**作業内容 1**
下の真理対応説に関する抜粋に基づき、次の問いに答えてください。
(a) 真理の担い手(truth bearer)の例として挙げられているものは何か。
(b) 第2節で取り上げられる問題は何か。
(c) ラッセルが用いたストーリーで、実際にバスから降りてきていたのは何か。

**提示された抜粋**
真理対応説の再検討
  ――真理と対応(一)――

橋本康二


 真理対応説は、真理は文(ないし観念など他の真理の担い手)と事実との対応関係に存する、と主張する。これは、哲学の最初期から提案されてきた真理論であり、かつ、繰り返し批判されてきた真理論でもあり、しかしなお現在でも根強く信奉されている真理論である。本論文の目的は、真理対応説の考え方を徹底すれば、結局、真理対応説を捨てざるを得ないのではないか、という問題に注意を促すことにある。第1節では、ラッセルやヴィトゲンシュタインらの代表的な真理対応説を検討し、そこにおいても既に対応という概念が空虚なものになっていることを示す。第2節では複合文の真理の問題を取り上げる。一般に真理対応説論者の多くは、複合文を構成している原子文の真偽によってもとの複合文の真偽を定義ないし説明する。これに対して私は、この手法は間違っていると論じ、それに代わり得る複合文の真偽の新たな定義を提示する。この定義は第1節で見た真理対応説の精神を可能な限り受け継ぐ形で構成したものであるが、対応という概念はよりいっそう空虚なものとなっていることが見て取られるであろう。第3節では、第2節での定義を受け、対応以外の観点から真理を捉え直すためのいくつかの方法が検討される。

1 真理対応説の再検討

 真理という現象に関わっていると一般に想定されているのは、文や観念など真理の担い手(truth bearer)と呼ばれるもの、事実や実在など真理の制作者(truth maker)と呼ばれるもの、および、両者の間に成立している、指示や意味、判断や信念などの関係、の三つである。このうちの関係にこそ真理は存する、というのが真理対応説の主張である。この主張は、文ないし観念は事実ないし実在に対応しているならば真であり、対応していないならば偽である、と言い表されることが多い。しかしながら、この漠然とした言い回しをいくらかでも正確に定式化しようと試みると、対応説が本来主張したかった思想を裏切ってしまうことになるように思われるのである。この問題は既にラッセルによって指摘されていた。ある人が、バスから降りてきているのは銀行員だと考えたが、実際に降りてきていたのは河馬だった、というストーリーを前にして、ラッセルは次のように言う。

**作業内容 2**
行のうち、"[mark] the pink"を含む行から始めて最後の行で終わる範囲(両端を含む)だけを、列名「指示」「回答」の2列CSVとして表してください。指示1つにつきCSVの1行とし、各値は引用符付きの1フィールドに収め、改行は空白に置き換えること。

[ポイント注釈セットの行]
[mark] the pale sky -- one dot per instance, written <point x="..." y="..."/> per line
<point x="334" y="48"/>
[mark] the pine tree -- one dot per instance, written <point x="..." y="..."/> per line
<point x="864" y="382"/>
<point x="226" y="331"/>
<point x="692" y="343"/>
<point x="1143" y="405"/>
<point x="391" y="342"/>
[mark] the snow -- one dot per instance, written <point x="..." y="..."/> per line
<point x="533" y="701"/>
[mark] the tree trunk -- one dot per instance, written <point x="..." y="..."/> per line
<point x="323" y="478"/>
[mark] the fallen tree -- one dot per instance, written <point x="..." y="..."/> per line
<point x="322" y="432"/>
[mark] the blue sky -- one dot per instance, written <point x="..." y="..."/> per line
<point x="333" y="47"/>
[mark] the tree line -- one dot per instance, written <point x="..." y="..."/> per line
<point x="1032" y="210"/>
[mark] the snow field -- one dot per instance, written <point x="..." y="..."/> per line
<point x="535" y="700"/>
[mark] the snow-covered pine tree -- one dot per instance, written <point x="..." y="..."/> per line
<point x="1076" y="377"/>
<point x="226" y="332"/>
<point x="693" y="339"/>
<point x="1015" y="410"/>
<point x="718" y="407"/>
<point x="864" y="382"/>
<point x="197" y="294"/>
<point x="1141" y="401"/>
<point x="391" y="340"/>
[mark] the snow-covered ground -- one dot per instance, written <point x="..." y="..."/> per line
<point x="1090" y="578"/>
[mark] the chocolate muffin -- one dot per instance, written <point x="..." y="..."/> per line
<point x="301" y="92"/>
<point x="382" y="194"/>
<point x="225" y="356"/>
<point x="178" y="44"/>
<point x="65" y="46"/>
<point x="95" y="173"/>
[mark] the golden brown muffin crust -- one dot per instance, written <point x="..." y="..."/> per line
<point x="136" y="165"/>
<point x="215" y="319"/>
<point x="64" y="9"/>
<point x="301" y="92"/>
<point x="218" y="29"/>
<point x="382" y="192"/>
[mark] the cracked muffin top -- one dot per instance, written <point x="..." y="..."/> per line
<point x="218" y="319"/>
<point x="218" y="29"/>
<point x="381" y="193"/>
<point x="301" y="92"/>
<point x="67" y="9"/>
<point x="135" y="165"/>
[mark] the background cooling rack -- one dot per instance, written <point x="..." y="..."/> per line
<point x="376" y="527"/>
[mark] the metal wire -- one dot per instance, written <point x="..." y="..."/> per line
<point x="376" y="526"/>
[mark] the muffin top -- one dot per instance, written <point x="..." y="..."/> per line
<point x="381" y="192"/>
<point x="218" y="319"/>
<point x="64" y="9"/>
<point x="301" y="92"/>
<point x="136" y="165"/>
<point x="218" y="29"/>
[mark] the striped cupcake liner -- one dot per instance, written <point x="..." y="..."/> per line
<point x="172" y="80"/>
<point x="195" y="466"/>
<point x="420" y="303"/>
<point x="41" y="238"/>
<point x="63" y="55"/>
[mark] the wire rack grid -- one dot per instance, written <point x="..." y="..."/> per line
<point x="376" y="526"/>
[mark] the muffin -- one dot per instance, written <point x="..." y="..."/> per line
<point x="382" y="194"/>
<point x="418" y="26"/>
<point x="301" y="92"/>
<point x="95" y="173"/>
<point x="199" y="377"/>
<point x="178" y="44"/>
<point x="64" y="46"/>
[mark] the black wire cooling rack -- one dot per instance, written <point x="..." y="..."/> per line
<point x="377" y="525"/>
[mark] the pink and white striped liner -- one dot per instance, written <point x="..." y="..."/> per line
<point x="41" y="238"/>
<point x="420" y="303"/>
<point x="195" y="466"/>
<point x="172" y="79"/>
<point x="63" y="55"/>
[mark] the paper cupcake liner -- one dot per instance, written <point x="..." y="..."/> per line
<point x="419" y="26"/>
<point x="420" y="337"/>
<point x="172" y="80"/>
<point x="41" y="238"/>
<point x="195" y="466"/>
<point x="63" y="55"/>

**作業の回答 1**
(a) 文や観念
(b) 複合文の真理の問題
(c) 河馬

**作業の回答 2**
指示,回答
"[mark] the pink and white striped liner -- one dot per instance, written <point x=""..."" y=""...""/> per line","<point x=""41"" y=""238""/> <point x=""420"" y=""303""/> <point x=""195"" y=""466""/> <point x=""172"" y=""79""/> <point x=""63"" y=""55""/>"
"[mark] the paper cupcake liner -- one dot per instance, written <point x=""..."" y=""...""/> per line","<point x=""419"" y=""26""/> <point x=""420"" y=""337""/> <point x=""172"" y=""80""/> <point x=""41"" y=""238""/> <point x=""195"" y=""466""/> <point x=""63"" y=""55""/>"